## BEGIN

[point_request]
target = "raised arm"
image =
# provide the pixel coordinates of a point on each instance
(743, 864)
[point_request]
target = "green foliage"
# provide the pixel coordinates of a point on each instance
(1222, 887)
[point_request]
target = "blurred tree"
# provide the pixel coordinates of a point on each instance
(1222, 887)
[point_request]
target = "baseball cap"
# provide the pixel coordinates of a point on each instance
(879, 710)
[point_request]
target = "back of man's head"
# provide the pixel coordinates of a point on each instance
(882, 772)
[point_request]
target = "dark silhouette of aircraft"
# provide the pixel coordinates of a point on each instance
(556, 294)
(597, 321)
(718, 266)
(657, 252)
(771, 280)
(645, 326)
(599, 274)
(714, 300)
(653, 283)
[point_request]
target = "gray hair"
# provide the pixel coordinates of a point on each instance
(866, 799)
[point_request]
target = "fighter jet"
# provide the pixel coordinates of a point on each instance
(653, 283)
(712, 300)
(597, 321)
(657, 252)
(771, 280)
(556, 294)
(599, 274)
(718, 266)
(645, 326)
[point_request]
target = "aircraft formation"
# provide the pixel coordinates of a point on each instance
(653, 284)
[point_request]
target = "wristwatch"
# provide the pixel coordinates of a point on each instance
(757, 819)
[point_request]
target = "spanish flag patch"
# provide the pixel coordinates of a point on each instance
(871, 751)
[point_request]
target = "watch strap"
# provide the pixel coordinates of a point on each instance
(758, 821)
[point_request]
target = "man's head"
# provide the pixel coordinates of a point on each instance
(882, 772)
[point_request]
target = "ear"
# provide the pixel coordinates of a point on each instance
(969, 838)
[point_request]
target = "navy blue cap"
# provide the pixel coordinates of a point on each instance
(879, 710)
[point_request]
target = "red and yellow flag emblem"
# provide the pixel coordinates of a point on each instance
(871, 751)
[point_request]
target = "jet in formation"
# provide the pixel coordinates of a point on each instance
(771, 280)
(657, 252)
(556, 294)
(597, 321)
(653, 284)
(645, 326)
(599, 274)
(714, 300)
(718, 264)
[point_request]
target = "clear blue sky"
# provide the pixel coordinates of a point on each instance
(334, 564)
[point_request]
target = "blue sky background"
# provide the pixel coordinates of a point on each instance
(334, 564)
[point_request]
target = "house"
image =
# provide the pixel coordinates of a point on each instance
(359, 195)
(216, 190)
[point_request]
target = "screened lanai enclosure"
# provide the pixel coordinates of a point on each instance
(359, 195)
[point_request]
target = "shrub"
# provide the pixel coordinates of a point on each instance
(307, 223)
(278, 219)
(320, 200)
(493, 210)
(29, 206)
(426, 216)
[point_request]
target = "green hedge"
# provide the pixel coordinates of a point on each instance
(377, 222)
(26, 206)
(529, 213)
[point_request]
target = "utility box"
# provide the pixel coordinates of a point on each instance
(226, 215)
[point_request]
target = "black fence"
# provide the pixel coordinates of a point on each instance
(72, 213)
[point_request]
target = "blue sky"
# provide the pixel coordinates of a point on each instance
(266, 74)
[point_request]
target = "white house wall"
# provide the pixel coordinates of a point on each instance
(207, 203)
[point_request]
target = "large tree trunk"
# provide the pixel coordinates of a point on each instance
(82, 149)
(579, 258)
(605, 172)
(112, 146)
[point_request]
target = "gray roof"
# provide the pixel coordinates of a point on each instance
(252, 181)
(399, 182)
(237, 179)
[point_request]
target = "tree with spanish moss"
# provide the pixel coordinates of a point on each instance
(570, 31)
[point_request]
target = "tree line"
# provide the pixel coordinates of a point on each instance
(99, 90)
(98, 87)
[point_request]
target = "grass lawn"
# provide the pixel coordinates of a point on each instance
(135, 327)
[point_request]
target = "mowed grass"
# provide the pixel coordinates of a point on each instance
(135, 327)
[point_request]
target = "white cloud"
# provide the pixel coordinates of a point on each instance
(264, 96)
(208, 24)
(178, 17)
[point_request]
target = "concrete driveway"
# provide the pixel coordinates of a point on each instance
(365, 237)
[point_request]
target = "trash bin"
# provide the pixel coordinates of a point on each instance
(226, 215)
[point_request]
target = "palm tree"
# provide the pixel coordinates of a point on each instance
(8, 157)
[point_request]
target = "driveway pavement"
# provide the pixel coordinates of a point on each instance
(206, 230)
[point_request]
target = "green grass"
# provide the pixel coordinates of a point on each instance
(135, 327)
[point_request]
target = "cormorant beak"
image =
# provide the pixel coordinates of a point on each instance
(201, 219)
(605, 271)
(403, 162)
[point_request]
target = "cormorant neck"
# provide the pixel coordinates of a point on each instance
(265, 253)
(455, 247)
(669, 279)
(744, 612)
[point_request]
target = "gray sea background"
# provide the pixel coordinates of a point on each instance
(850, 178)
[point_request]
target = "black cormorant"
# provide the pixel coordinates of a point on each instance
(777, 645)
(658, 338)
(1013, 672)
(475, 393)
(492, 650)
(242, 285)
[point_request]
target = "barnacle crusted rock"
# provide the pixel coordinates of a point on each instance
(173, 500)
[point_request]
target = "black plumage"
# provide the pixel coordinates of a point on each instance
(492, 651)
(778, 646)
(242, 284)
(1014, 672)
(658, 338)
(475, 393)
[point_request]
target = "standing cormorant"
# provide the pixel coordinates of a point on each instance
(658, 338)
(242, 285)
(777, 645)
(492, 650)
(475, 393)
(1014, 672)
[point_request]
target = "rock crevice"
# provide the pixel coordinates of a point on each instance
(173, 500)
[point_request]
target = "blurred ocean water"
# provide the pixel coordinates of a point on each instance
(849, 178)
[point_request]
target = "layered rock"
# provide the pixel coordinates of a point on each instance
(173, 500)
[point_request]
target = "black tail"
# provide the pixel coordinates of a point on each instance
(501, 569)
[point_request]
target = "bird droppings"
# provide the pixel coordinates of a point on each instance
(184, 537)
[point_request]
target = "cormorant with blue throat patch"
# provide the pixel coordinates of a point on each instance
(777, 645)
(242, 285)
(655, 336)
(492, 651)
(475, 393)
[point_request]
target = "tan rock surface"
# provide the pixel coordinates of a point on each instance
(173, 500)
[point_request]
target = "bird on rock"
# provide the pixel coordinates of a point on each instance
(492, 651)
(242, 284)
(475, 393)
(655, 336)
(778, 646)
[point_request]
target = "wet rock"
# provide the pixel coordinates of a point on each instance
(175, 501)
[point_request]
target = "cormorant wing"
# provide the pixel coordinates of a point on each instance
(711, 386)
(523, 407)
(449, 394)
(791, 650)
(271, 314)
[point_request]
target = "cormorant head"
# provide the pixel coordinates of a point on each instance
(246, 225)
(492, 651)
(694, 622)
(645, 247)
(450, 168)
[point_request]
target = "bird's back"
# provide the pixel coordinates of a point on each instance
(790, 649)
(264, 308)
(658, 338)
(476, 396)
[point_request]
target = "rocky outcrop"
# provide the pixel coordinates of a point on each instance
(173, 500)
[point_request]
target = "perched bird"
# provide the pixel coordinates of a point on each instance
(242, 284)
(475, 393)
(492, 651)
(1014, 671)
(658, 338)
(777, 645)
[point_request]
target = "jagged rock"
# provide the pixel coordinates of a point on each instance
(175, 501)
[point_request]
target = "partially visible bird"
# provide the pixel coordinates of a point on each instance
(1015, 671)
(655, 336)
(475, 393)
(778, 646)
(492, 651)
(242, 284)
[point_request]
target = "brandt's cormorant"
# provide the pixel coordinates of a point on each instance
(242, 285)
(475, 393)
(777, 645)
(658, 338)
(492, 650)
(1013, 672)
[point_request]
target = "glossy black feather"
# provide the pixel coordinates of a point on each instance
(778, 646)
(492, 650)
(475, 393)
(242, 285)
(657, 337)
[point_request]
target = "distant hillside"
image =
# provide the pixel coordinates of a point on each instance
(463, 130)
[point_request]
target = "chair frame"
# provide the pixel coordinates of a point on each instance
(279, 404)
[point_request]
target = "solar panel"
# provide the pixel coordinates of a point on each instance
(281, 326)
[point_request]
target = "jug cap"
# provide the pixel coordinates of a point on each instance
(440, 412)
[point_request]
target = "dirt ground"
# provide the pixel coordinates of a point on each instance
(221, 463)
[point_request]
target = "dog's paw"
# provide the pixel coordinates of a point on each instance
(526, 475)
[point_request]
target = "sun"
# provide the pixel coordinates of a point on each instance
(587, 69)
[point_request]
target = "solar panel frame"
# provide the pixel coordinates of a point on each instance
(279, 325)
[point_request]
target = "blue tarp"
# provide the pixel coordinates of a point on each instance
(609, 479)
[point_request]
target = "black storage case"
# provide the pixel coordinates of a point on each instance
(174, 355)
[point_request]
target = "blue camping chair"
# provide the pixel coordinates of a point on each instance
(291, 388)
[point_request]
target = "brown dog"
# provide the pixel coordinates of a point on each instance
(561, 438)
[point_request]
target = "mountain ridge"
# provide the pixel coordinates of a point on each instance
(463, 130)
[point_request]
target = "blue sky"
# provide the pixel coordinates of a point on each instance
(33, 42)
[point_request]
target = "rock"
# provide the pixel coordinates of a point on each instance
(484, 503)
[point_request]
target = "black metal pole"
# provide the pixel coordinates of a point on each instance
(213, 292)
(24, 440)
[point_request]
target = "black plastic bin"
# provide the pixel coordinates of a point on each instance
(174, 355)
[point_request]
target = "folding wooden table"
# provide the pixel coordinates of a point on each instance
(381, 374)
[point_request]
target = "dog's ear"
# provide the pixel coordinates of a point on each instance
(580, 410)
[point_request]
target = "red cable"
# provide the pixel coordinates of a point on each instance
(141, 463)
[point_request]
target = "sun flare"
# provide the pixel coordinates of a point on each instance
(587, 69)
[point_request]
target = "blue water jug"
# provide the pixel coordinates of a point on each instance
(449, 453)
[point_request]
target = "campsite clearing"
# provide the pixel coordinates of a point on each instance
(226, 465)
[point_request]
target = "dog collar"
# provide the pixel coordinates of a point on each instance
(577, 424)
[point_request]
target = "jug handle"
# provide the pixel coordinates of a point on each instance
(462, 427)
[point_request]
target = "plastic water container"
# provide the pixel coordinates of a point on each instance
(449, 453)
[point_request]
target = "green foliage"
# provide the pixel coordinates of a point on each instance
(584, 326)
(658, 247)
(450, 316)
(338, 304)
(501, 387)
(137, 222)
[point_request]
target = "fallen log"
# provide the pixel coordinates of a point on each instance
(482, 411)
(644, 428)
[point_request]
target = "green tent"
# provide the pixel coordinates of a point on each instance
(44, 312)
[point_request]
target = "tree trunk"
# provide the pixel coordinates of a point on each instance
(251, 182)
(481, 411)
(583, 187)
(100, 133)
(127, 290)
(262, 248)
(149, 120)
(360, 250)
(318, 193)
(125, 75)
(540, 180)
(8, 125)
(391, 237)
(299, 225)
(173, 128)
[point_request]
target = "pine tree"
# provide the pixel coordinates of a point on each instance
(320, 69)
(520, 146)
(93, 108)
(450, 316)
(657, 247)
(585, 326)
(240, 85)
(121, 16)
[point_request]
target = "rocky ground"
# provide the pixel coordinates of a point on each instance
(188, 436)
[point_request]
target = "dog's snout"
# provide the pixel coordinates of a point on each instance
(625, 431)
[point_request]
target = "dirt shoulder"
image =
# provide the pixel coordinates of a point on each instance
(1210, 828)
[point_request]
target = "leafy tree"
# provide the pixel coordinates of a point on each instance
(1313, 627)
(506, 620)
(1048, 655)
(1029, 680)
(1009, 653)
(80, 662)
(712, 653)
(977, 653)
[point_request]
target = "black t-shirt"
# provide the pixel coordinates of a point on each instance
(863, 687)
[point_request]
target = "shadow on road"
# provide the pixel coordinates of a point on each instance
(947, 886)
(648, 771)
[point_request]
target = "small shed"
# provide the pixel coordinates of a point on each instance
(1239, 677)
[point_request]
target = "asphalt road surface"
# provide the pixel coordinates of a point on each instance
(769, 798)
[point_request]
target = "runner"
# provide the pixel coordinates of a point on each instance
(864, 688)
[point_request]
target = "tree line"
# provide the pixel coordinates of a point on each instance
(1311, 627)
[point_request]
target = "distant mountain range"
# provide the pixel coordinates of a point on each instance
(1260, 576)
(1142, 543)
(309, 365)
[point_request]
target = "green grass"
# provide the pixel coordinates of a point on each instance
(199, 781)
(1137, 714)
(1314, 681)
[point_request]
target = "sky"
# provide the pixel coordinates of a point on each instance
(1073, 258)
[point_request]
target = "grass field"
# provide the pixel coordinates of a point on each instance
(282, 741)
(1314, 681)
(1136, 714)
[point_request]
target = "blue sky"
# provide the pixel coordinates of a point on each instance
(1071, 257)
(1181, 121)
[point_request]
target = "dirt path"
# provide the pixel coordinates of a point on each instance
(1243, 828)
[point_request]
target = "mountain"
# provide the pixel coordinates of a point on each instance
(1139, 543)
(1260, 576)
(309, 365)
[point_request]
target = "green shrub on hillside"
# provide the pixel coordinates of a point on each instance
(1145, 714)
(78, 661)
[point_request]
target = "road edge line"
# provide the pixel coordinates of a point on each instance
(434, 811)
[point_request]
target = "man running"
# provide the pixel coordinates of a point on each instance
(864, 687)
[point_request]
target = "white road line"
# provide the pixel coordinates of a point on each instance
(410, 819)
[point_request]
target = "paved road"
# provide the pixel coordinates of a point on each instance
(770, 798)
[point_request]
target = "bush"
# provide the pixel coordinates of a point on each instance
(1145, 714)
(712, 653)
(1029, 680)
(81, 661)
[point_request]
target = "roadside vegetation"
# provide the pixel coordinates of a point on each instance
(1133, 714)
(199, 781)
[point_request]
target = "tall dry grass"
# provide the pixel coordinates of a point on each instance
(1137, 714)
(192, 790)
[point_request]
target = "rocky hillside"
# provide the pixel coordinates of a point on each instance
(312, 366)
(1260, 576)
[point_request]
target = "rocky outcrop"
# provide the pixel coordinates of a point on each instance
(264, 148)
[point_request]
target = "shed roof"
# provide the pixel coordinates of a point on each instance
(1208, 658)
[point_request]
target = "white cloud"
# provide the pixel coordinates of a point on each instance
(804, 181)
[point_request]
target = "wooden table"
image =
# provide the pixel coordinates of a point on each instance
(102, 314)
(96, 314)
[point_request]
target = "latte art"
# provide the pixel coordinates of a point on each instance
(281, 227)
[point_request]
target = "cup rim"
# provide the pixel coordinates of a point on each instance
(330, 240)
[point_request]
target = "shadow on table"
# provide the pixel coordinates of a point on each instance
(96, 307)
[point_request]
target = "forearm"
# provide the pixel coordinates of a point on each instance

## END

* **INSTRUCTION**: Gather each line from the items above that contains the word "formation", and copy those lines out unchanged.

* **RESULT OF THE EXERCISE**:
target = "aircraft formation"
target = "jet in formation"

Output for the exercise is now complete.